Written task 1: Can you write out the triangle-similarity proof again, starting with "Hence in quadrilateral" and going on through "(from $2$ and $3$)", switching each "parallelogram" to "rhomboid"?
Written task 2: Could you pick up the triangle-similarity proof right after its last line and carry the argument on?

Quoted text:
- - - -

Question

Sides AB and AC and median AD of a triangle ABC are respectively proportional to sides PQ and PR and median PM of another triangle PQR.
Sow that $\Delta ABC\sim \Delta PQR$.

Answer 1

(Image 1)
Given: $△ABC$ & $△PQR$
AD is the median of $△ABC$
PM is the median of $△PQR$
$\frac{AB}{PQ}=\frac{AC}{PR}=\frac{AD}{PM}\to 1$
To prove: $△ABC\sim △PQR$
Proof:Let us extend AD to point D such that that $AD=DE$ and PM upto point L such that $PM=ML$
Join B to E, C to E, & Q to L and R to L
(Image 2)
We know that medians is the bisector of opposite side
Hence $BD=DC$ & $AD=DE$ *By construction)
Hence in quadrilateral ABEC, diagonals AE and BC bisect each other at point D
$\therefore ABEC$ is a parallelogram
$\therefore AC=BE$ & $AB=EC$ (opposite sides of a parallelogram are equal) $\to 2$
Similarly we can prove that
$PQLR$ is a parallelogram.
$PR=QL,PQ=LR$ (opposite sides of a parallelogram are equal) $\to 3$
Given that
$\frac{AB}{PQ}=\frac{AC}{PR}=\frac{AD}{PM}$ (frim $1$)
$\Rightarrow \frac{AB}{PQ}=\frac{BE}{QL}=\frac{AD}{PM}$ (from $2$ and $3$)

- - - -

Stored data:
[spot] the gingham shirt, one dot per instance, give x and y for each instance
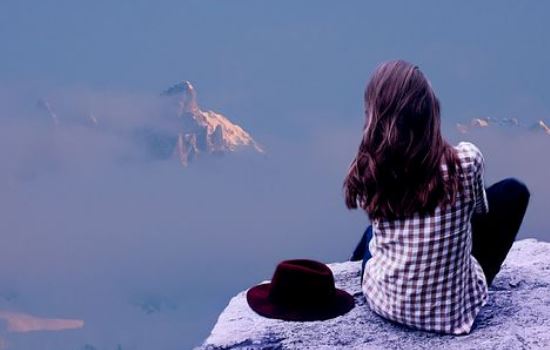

- - - -

Output 1:
Hence in quadrilateral ABEC, diagonals AE and BC bisect each other at point D
$\therefore ABEC$ is a rhomboid
$\therefore AC=BE$ & $AB=EC$ (opposite sides of a rhomboid are equal) $\to 2$
Similarly we can prove that
$PQLR$ is a rhomboid.
$PR=QL,PQ=LR$ (opposite sides of a rhomboid are equal) $\to 3$
Given that
$\frac{AB}{PQ}=\frac{AC}{PR}=\frac{AD}{PM}$ (frim $1$)
$\Rightarrow \frac{AB}{PQ}=\frac{BE}{QL}=\frac{AD}{PM}$ (from $2$ and $3$)

Output 2:
$\Rightarrow \frac{AB}{PQ}=\frac{BE}{QL}=\frac{2AD}{2PM}$
$\Rightarrow \frac{AB}{PQ}=\frac{BE}{QL}=\frac{AE}{PL}$ (As $AD=DE,AE=AD+DE=AD+AD=2AD$ & $PM=ML,PL=PM+ML=PM+PM=2PM$)
$\therefore △ABE\sim △PQL$ (By SSS similarity criteria)
We know that corresponding angles of similar triangles are equal
$\therefore \angle BAE=\angle QPL\to 4$
Similarly we can prove that
$△AEC\sim △PLR$
We know that corresponding angles of similar triangles are equal
$\angle CAE=\angle RPL\to 5$
Adding $4$ and $5$, we get
$\angle BAE+\angle CAE=\angle QPL+\angle RPL$
$\Rightarrow \angle CAB=\angle RPQ\to 6$
In $△ABC$ and $△PQR$
$\frac{AB}{PQ}=\frac{AC}{PR}$ (from $1$)
$\angle CAB=\angle RPQ$ (from $6$)
$\therefore △ABC\sim △PQR$ (By SAS similarity criteria)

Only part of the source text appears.